Aim of the exercise
Return the text lines of the material below word for word, omitting the pictures.

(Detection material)
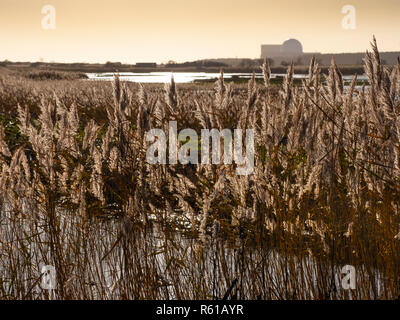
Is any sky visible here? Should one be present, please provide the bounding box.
[0,0,400,63]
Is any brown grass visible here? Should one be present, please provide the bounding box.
[0,41,400,299]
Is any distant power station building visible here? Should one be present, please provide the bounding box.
[261,39,304,59]
[261,39,400,66]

Solution below
Is any sky visible here? Should one be present, please provide the bounding box.
[0,0,400,63]
Is any brown grass visible here? Should one be present, please provide the bounding box.
[0,41,400,299]
Is any distant power station building visible here? Should one be present, please provide the bounding box.
[261,39,304,59]
[261,39,400,66]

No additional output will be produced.